Недостаток отопления в известной степени компенсировался летними и зимними гостиными. Первые строились так, чтобы там всегда были тень и прохлада, а вторые — на солнечной стороне. Френсис Бэкон даже советовал иметь «комнаты, согреваемые солнцем, для первой и второй половины дня». В представлениях Бэкона об идеальном дворце — предназначенном, чтобы развлекать правителя, — перемешались идеи римлян, ренессансные и восточные традиции: одна сторона для праздников и торжеств, другая — для жилья; впереди «величавая башня», галерея высотой в сорок футов, погреб, внутренние дворы, холл, комнаты и спальни с прихожими и соединенными с ними кабинетами, и даже лазарет на тот случай, если «суверен или какая-то важная особа вдруг заболеет». Он также советовал построить две маленькие комнаты с «роскошными куполами», которые следовало «изысканно вымостить и богато украсить коврами и прозрачным стеклом».
Стекло к тому времени настолько подешевело, что полностью вытеснило масляные холсты, картины, украшения из рога или решетки, по замечанию Харрисона, «выполненные из лучших или худших сортов дуба в виде шахматной доски». Окна вследствие этого становились все больше и больше, и хотя в домах раннеелизаветинского периода не так уж редко можно было встретить готические окна, типичной для того времени была простая решетка — вертикальные фрамуги, горизонтальные средники с квадратными или в форме бриллианта свинцовыми переплетами между ними. Такие окна прямоугольной формы с готическими карнизами или классическими лепными украшениями добавляли внешнему облику дома симметрию, а интерьеру — освещение.

• • • •

▶ _Письменное задание A_: Какой высоты галерея в идеальном дворце, по представлениям Бэкона в тексте об устройстве домов?

▶ _Записи с разметкой позиций_:
• • • •

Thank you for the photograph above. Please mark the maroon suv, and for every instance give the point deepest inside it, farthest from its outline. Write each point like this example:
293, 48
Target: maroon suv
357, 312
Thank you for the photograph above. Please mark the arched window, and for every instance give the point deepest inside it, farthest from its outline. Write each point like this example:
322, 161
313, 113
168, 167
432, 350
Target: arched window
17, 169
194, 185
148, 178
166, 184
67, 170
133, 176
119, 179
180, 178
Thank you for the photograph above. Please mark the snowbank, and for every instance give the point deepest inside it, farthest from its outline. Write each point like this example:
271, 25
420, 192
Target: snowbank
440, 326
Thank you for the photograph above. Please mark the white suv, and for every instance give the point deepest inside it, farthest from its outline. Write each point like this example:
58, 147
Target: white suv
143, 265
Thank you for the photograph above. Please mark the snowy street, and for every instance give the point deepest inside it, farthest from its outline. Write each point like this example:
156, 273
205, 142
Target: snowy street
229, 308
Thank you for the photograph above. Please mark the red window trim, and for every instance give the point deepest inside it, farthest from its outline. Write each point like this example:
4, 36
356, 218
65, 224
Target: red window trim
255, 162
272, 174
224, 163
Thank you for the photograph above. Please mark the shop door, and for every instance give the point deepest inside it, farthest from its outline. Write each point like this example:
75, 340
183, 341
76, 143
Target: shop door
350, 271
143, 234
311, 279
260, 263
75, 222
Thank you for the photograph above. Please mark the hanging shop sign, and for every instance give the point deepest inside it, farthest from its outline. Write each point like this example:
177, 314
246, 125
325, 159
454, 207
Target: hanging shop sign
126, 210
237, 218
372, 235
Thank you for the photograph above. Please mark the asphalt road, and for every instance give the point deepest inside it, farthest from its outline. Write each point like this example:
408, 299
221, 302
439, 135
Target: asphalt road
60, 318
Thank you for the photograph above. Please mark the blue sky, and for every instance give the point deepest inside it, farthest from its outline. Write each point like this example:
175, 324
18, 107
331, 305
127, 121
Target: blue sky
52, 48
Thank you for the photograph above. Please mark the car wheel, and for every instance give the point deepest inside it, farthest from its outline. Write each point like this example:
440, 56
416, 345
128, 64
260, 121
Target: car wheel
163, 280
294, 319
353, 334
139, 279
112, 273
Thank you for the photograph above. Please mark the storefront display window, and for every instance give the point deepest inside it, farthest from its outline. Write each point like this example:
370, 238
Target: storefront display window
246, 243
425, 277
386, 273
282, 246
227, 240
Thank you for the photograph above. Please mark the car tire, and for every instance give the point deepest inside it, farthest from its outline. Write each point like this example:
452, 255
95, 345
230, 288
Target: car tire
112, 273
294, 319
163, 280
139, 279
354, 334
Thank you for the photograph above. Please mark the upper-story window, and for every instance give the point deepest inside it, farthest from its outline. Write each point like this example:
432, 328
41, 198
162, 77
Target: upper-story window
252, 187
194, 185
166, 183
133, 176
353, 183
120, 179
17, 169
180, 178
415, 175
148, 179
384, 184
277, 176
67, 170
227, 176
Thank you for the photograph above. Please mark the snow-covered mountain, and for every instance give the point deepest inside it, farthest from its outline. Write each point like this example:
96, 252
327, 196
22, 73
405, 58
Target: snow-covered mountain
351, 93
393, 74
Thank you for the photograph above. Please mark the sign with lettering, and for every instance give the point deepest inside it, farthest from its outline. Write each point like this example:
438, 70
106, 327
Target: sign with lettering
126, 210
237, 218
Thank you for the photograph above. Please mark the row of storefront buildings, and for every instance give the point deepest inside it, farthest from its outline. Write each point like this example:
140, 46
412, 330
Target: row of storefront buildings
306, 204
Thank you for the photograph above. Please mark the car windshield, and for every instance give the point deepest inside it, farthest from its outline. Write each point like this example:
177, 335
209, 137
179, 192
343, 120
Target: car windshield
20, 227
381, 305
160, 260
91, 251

• • • •

▶ _Письменное задание B_: Перепишите, пожалуйста, строки списка, начиная со строки с «car windshield, and» и до конца списка включительно, заменив «windshield» на «windscreen». Всё остальное оставьте без изменений.

▶ _Письменный ответ A_: Сорок футов.

▶ _Письменный ответ B_:
Thank you for the photograph above. Please mark the car windscreen, and for every instance give the point deepest inside it, farthest from its outline. Write each point like this example:
177, 335
209, 137
179, 192
343, 120
Target: car windscreen
20, 227
381, 305
160, 260
91, 251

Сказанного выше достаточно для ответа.